• WHAT THE TASK REQUIRES: Gather every line of the records below that contains the string "gull", copying each one in full. Case counts.

• WORKING DATA:
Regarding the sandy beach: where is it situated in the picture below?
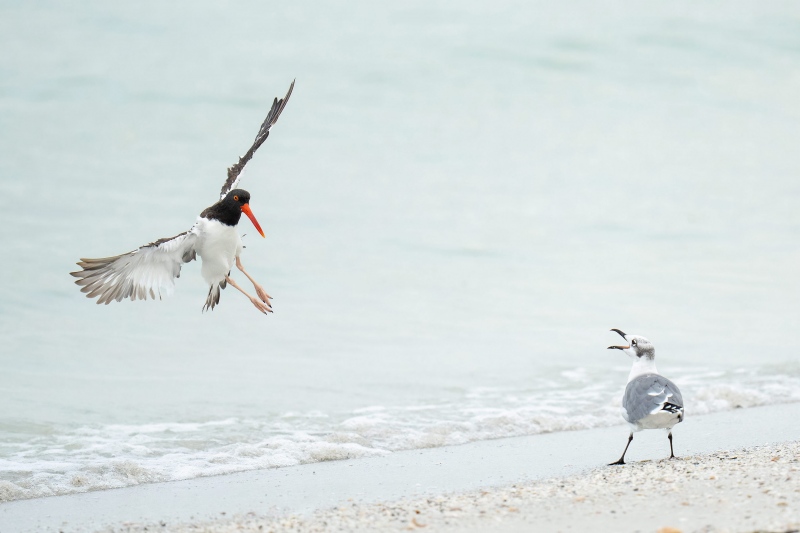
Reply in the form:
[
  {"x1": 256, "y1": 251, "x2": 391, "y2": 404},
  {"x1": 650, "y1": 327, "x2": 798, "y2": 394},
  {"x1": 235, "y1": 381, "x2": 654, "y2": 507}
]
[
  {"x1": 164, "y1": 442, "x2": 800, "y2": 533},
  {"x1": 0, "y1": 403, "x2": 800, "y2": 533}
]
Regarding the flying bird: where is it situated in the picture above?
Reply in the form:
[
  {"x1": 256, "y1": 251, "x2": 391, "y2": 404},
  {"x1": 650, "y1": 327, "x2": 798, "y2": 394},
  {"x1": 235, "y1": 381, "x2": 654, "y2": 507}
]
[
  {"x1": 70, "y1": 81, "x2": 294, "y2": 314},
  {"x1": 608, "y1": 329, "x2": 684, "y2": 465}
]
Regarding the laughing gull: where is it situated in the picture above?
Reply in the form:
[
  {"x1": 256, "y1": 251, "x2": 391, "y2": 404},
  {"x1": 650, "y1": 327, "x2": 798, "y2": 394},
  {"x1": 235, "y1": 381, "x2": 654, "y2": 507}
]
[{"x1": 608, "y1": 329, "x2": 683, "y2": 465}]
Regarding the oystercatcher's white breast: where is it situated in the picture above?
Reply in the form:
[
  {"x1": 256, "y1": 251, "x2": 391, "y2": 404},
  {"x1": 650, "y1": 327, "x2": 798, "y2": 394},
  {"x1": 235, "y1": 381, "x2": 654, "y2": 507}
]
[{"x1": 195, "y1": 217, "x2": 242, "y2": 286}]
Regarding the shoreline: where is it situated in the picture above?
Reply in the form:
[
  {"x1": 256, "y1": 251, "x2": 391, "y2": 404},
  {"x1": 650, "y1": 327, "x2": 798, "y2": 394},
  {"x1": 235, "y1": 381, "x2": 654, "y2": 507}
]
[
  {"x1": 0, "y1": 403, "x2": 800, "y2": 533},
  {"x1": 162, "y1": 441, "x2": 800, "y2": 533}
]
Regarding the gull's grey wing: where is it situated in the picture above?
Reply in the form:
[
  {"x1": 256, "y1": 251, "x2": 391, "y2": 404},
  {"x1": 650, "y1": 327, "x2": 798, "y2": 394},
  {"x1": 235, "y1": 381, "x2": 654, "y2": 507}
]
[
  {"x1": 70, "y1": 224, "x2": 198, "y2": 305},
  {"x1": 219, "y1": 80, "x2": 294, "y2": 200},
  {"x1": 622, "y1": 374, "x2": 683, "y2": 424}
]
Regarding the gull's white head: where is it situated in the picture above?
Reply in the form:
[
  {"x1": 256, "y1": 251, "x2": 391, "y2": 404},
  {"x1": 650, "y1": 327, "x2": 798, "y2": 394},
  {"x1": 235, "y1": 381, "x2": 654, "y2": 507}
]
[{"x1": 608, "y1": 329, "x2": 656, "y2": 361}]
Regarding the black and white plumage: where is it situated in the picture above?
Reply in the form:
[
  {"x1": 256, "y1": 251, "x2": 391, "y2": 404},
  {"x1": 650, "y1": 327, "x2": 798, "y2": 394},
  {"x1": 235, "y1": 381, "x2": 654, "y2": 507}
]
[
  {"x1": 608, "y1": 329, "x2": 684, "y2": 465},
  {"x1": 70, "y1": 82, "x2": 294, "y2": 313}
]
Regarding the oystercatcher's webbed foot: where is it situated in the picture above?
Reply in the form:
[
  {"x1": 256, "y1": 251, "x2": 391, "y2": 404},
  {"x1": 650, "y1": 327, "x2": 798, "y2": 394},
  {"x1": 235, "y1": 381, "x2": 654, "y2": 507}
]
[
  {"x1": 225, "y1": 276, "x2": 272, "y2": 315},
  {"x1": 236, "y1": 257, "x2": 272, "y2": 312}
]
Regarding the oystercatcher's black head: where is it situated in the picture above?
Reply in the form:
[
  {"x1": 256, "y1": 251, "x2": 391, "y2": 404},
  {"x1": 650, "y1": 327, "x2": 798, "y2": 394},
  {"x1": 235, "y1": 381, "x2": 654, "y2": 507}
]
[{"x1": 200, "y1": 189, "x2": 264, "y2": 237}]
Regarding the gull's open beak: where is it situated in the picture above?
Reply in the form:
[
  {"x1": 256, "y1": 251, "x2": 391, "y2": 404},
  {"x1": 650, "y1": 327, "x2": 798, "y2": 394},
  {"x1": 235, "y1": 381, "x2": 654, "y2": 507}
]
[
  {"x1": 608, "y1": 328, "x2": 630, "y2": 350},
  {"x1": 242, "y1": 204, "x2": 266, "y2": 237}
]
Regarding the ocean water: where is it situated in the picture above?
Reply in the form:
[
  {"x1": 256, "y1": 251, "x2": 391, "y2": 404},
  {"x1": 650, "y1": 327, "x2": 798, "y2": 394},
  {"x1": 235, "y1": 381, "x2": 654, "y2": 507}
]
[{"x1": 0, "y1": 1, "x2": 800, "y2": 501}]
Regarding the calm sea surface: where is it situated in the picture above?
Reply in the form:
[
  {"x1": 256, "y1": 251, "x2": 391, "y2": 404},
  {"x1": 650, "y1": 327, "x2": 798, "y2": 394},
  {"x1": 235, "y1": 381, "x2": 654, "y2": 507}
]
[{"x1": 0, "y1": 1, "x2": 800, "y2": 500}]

---

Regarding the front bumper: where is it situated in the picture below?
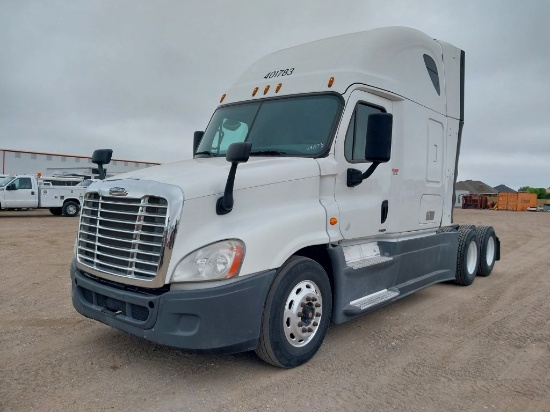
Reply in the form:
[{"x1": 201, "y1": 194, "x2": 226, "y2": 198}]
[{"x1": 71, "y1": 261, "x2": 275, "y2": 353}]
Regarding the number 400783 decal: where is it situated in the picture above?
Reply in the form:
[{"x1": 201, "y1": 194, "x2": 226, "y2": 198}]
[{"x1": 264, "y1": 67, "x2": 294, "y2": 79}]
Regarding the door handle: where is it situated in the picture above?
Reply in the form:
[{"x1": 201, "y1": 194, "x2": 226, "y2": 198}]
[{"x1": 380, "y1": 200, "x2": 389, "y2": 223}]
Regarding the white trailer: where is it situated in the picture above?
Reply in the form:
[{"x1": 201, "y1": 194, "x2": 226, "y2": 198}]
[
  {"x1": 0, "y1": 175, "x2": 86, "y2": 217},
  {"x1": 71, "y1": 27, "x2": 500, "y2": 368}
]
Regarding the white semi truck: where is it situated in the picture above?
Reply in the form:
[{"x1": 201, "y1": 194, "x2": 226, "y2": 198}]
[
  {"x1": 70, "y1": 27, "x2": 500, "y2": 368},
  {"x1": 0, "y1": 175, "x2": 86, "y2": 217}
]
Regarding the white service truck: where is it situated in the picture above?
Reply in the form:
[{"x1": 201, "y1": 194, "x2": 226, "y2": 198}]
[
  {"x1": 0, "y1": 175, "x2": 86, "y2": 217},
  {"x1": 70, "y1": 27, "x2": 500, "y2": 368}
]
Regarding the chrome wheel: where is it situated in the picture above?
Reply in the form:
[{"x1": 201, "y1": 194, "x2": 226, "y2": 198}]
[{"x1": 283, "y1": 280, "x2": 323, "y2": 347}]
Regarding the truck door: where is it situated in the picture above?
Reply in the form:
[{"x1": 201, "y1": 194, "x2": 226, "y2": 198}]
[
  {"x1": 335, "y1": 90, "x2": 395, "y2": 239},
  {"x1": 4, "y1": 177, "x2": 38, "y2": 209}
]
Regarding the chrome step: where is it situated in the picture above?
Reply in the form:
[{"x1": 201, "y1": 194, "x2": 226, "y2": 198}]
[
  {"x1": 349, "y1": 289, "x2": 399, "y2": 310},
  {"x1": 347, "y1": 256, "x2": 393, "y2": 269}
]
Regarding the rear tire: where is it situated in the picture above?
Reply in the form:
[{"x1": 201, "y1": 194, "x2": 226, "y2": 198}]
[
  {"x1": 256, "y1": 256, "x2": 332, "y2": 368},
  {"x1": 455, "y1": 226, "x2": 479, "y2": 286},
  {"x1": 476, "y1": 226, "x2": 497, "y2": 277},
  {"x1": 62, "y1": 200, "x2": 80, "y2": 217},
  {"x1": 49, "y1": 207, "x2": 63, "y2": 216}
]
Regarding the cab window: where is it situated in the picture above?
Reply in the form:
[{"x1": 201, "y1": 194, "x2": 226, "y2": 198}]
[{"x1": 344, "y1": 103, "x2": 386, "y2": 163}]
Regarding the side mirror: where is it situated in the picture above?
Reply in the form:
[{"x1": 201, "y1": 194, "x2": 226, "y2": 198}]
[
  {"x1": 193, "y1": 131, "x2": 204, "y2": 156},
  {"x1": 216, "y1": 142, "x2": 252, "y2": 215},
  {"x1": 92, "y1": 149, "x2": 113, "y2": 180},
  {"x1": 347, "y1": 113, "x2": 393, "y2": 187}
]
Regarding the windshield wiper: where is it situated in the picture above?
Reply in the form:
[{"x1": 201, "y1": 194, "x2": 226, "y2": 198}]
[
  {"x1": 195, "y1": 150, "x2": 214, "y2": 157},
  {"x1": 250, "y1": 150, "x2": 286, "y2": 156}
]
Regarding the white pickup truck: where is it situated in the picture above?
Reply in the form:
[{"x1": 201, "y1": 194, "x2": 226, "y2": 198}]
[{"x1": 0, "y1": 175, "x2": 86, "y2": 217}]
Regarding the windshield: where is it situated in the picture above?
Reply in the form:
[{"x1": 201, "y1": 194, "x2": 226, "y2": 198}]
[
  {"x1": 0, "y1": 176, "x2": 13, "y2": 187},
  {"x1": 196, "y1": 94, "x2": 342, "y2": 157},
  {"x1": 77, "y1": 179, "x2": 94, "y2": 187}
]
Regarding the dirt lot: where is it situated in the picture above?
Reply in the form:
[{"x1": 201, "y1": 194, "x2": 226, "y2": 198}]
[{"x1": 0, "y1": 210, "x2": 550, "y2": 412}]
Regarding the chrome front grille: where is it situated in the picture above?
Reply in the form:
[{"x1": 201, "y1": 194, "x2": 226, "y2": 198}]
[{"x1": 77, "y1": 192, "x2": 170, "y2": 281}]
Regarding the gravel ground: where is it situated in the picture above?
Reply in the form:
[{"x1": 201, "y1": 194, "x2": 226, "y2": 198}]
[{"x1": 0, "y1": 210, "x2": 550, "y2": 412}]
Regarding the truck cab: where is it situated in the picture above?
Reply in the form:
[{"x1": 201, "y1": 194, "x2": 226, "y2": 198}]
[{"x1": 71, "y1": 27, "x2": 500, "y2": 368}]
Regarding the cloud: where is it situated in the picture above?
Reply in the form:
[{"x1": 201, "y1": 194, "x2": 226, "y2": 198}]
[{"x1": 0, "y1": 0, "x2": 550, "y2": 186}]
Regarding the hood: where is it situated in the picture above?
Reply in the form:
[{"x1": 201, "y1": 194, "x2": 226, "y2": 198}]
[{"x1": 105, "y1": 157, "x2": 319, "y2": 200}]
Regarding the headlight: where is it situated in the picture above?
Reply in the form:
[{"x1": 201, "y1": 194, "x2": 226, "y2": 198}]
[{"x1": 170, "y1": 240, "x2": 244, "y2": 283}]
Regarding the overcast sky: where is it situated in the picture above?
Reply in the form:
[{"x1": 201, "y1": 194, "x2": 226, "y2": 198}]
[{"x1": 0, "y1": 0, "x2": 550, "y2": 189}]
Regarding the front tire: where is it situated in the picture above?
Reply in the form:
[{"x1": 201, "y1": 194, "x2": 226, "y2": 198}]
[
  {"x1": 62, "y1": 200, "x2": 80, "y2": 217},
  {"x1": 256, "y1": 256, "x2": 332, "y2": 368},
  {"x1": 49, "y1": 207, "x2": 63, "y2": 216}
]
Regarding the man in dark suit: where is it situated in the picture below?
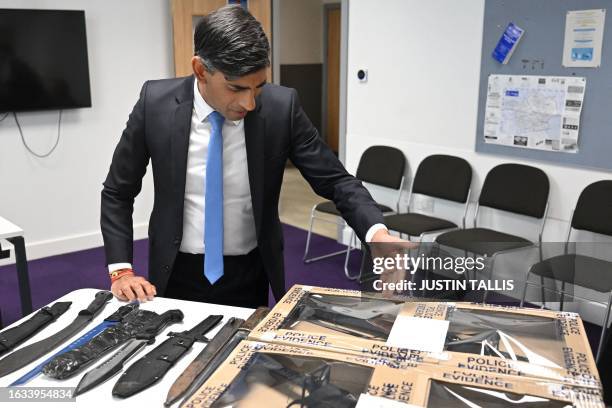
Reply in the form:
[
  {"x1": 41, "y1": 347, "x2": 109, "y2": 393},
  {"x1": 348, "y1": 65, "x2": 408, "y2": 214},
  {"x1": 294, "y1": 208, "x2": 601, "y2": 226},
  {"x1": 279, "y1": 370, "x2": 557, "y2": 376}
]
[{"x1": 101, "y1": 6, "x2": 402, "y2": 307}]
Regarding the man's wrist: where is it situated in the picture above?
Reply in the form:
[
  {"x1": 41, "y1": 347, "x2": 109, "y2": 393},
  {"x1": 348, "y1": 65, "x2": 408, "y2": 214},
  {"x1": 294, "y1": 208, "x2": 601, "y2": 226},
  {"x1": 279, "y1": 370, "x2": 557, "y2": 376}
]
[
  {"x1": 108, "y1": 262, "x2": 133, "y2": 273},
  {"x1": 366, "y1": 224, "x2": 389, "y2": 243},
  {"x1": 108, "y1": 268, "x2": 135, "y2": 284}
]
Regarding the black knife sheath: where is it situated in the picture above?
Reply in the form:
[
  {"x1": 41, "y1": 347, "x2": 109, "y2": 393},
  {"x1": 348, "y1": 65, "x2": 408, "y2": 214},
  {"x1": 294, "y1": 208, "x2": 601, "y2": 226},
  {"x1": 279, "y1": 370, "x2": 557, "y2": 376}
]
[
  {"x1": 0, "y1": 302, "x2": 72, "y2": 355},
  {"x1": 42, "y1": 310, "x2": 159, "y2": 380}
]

• RESPONSE TO THE EXERCISE:
Regarding the laughing gull: where is it situated in the picture above?
Regarding the gull's grey wing: where is it situated in the picture above?
Regarding the gull's white head: where is it situated in the picture above?
Regarding the gull's open beak: where is it situated in the picture above?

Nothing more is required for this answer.